## KURZE AUFGABE 1
In welchem Jahr wurde die St. Johanniskirche laut dem Textauszug geweiht?

## TEXTAUSZUG
********************

In diesem Quartier, in dem Urbanität und eine Art von Idylle unerwartet aufeinandertreffen, unmittelbar angrenzend an die Kirche erblüht momentan wieder besonders opulent der umfriedete Kirchgarten, der ehemalige dänische Friedhof Norderreihe ist zum Wohlerspark geworden und ein Kleinod an Grün mitten im Gewimmel, dort also erhebt sich doch schon prächtig und gleichzeitig etwas hanseatisch zurückgesetzt, die St. Johanniskirche, St. Johannis – Kulturkirche Altona.
Johannes Otzen hat sie 28jährig im neugotischen Stil erbaut, geweiht wurde unser schönes Gotteshaus im Jahr 1873, die Geschichte ist, zurückhaltend formuliert: wechselhaft, wirksam preussisch noch im wilhelminischen Zeitalter, dann Garnisonskirche, in der Nazizeit fand dort eine Massenhochzeit von Angestellten der Firma Reemtsma im Zeichen des Hakenkreuzes statt, eines der martialischen und kritikfreien Kriegerdenkmäler für die gefallenen Soldaten des ersten großen Krieges wurde auf der Grünfläche nebenan errichtet. Pastor Ulrich Hentschel initiierte einen künstlerischen Gegenkommentar, die dazu errichteten Steelen von Rainer Tiedje, die das ursprüngliche Kriegerdenkmal umgeben, zeigen die Kriegsakteure als ausgemergelte, vom Leid gezeichnete Gestalten.
Nachdem die Kirche durch einen Brand 1994 - ein Lehrling hatte Feuer gelegt - schwer beschädigt worden war, musste die Orgel ersetzt werden. Vier Jahre später konnte die neue Orgel der Schweizer Firma Kuhn geweiht werden, ein im Norden einzigartiges Instrument, das insbesondere für die Aufführung spätromantischer französische Orgelliteratur geschaffen wurde und in der Tradition der Orgelbaukunst von Aristide Cavallié-Coll steht, der u.a. die Orgel im Pariser Trocadero erbaut hat.
Auch fast alle Kirchenfenster wurden zerstört. Prof. Eun Nim Ro, eine renommierte Künstlerin, die in Hamburg lehrte, wurde mit der Neugestaltung der Fenster beauftragt. Das Ergebnis ist umstritten, bringt aber jedenfalls ein charakteristisch helles, freundliches Licht in die Kirche.

********************

Datensatzeinträge
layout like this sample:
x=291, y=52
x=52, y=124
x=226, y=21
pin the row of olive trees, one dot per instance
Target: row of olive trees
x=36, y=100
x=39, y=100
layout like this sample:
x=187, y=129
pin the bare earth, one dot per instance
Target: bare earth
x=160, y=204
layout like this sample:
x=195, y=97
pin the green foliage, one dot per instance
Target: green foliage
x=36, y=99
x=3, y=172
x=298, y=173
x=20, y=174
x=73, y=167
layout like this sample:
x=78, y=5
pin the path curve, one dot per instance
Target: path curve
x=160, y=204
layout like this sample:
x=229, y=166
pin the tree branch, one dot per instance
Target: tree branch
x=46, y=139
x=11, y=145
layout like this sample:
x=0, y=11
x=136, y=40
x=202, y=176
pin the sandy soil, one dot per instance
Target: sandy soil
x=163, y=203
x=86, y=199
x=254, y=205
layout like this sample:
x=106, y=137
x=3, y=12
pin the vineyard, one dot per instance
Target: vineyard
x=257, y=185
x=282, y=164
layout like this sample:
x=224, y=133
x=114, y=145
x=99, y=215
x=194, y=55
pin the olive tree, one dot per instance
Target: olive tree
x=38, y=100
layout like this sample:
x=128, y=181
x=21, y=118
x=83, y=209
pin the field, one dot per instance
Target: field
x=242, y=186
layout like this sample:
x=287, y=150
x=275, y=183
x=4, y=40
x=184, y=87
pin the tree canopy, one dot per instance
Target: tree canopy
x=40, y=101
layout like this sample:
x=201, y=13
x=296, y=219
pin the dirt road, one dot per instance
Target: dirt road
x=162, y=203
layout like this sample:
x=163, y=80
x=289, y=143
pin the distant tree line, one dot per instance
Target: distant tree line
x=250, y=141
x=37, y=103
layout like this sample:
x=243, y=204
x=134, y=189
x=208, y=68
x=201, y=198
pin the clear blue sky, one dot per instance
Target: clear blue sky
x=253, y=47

********************

## KURZE AUFGABE 2
Nennen Sie ausschließlich die Anzahl der Zeilen, die die Zeichenfolge „earth“ enthalten. Groß- und Kleinschreibung ist dabei zu beachten.

## VOLLSTÄNDIGE LÖSUNG 1
Im Jahr 1873.

## VOLLSTÄNDIGE LÖSUNG 2
2